> **Task brief**
Reproduce the full news article below on the federal plan to cull barred owls, word for word.

Federal agency plans to cull 450,000 barred owls to boost another species


The U.S. Fish and Wildlife Service is keeping its aim trained on the barred owl, hoping an effort to cull the species could save its close genetic relative. 

In a final plan released Wednesday, the agency is proposing to kill as many as 450,000 barred owls over 30 years, despite opposition from some animal welfare activists and Washington state’s top public lands official. 

The plan, released in a final environmental impact statement, or EIS, is designed to prevent the extinction of the spotted owl, a threatened species that is being crowded out of its native territory by the slightly larger and faster-reproducing barred owl. 

“We’re at a crossroads, and we’ve now developed the science and analyzed everything,” said Bridget Moran, a deputy state supervisor for the Fish and Wildlife Service in Oregon. “We have to manage the barred owl. There is time to protect spotted owls, but that window is closing.”

The barred owl, common in the Eastern U.S., is not native to the West Coast. It most likely arrived only because European settlers spread west. The species was first discovered in spotted owl territory in Washington state in the 1970s.

> **Entries provided**

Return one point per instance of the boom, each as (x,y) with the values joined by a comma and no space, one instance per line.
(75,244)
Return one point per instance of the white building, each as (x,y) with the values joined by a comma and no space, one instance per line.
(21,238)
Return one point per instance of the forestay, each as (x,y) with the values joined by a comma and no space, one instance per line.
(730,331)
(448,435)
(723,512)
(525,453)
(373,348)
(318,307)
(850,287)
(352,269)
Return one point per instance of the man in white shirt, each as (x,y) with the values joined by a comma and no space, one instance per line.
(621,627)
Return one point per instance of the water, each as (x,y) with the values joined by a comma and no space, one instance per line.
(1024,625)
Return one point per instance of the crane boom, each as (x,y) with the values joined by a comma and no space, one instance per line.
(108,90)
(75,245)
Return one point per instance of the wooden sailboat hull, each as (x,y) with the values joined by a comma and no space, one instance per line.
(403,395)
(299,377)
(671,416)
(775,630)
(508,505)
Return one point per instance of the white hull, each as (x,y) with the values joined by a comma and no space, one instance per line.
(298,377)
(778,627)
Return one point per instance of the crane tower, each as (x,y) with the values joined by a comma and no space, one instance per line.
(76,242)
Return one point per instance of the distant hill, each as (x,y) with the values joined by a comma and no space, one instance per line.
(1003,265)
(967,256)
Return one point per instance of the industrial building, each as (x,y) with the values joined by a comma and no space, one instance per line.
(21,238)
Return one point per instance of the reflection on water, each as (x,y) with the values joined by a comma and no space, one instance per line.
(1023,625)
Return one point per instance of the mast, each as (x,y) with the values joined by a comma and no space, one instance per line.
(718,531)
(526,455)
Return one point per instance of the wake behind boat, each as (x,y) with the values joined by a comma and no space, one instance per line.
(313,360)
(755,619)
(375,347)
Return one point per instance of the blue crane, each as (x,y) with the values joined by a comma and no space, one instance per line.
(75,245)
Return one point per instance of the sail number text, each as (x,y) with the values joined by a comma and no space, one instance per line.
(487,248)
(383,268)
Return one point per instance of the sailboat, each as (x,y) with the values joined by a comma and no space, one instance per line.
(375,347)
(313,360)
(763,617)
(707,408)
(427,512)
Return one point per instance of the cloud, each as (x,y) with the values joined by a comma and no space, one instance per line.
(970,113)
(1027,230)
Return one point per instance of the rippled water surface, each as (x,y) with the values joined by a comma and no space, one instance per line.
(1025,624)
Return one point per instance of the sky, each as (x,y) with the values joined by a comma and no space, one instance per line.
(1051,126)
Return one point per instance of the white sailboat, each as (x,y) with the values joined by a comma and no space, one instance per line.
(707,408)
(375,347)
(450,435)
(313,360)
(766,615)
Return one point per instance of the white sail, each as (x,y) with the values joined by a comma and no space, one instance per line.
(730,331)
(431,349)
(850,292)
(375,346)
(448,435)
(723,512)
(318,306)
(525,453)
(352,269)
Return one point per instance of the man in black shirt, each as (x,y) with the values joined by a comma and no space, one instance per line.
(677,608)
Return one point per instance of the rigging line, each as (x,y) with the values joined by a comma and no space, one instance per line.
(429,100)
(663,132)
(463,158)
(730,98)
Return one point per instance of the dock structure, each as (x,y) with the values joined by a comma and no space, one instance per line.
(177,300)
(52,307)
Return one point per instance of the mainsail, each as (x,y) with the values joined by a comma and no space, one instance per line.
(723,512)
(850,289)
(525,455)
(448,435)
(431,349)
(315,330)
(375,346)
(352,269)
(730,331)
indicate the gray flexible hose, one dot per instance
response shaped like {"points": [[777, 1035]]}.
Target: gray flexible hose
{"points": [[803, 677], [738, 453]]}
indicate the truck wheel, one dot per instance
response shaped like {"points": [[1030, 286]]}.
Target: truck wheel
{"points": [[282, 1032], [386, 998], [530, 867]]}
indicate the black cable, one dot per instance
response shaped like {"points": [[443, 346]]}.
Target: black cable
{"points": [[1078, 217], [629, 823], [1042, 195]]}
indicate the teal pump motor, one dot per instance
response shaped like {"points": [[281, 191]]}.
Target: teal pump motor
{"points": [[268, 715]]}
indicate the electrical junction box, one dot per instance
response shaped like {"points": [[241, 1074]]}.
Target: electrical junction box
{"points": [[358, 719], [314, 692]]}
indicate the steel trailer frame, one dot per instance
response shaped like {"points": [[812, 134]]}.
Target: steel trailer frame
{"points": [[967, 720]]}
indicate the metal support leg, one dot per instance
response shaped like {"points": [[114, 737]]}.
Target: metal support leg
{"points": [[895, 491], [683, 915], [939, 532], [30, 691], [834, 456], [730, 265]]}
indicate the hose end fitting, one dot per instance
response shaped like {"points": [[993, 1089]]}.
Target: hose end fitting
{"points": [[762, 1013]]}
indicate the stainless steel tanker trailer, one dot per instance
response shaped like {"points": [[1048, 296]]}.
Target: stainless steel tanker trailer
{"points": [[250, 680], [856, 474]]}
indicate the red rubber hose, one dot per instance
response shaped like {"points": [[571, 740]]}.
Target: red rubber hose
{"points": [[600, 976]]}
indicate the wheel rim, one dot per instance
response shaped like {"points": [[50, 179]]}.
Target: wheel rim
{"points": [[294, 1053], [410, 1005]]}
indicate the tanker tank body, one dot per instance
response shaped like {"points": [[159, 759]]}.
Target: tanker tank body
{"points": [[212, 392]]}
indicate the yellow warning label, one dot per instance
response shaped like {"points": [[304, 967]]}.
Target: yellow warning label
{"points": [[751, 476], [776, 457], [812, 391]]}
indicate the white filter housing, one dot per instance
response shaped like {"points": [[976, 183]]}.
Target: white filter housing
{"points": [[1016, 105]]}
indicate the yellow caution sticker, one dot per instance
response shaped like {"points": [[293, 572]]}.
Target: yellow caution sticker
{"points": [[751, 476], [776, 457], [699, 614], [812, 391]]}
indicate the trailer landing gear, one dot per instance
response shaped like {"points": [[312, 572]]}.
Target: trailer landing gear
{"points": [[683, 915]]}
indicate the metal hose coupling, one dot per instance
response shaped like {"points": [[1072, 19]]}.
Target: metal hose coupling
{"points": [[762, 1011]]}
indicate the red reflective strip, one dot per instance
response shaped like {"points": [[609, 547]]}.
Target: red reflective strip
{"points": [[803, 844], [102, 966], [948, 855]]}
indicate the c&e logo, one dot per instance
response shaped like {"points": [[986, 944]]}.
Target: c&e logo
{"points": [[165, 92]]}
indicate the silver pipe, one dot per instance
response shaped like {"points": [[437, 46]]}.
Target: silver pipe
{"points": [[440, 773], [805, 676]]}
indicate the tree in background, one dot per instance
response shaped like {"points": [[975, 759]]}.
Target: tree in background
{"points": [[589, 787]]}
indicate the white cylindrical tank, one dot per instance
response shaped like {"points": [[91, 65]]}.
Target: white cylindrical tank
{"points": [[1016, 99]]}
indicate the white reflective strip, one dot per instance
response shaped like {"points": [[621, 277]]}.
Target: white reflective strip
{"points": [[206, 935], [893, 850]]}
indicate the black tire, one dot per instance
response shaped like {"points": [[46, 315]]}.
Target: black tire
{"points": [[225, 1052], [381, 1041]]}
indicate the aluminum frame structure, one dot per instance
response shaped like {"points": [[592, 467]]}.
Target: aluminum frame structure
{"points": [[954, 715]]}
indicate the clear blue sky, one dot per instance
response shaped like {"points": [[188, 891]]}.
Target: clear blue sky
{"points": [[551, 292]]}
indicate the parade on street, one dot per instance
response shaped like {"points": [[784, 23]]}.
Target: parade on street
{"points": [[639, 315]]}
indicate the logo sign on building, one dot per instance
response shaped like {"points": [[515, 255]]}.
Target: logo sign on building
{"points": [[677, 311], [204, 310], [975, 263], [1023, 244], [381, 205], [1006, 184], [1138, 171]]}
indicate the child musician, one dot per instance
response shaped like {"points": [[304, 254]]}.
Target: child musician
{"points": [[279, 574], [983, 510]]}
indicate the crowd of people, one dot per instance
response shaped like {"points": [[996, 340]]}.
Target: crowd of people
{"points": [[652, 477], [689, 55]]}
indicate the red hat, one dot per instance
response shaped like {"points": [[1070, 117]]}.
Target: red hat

> **Answer box**
Federal agency plans to cull 450,000 barred owls to boost another species


The U.S. Fish and Wildlife Service is keeping its aim trained on the barred owl, hoping an effort to cull the species could save its close genetic relative. 

In a final plan released Wednesday, the agency is proposing to kill as many as 450,000 barred owls over 30 years, despite opposition from some animal welfare activists and Washington state’s top public lands official. 

The plan, released in a final environmental impact statement, or EIS, is designed to prevent the extinction of the spotted owl, a threatened species that is being crowded out of its native territory by the slightly larger and faster-reproducing barred owl. 

“We’re at a crossroads, and we’ve now developed the science and analyzed everything,” said Bridget Moran, a deputy state supervisor for the Fish and Wildlife Service in Oregon. “We have to manage the barred owl. There is time to protect spotted owls, but that window is closing.”

The barred owl, common in the Eastern U.S., is not native to the West Coast. It most likely arrived only because European settlers spread west. The species was first discovered in spotted owl territory in Washington state in the 1970s.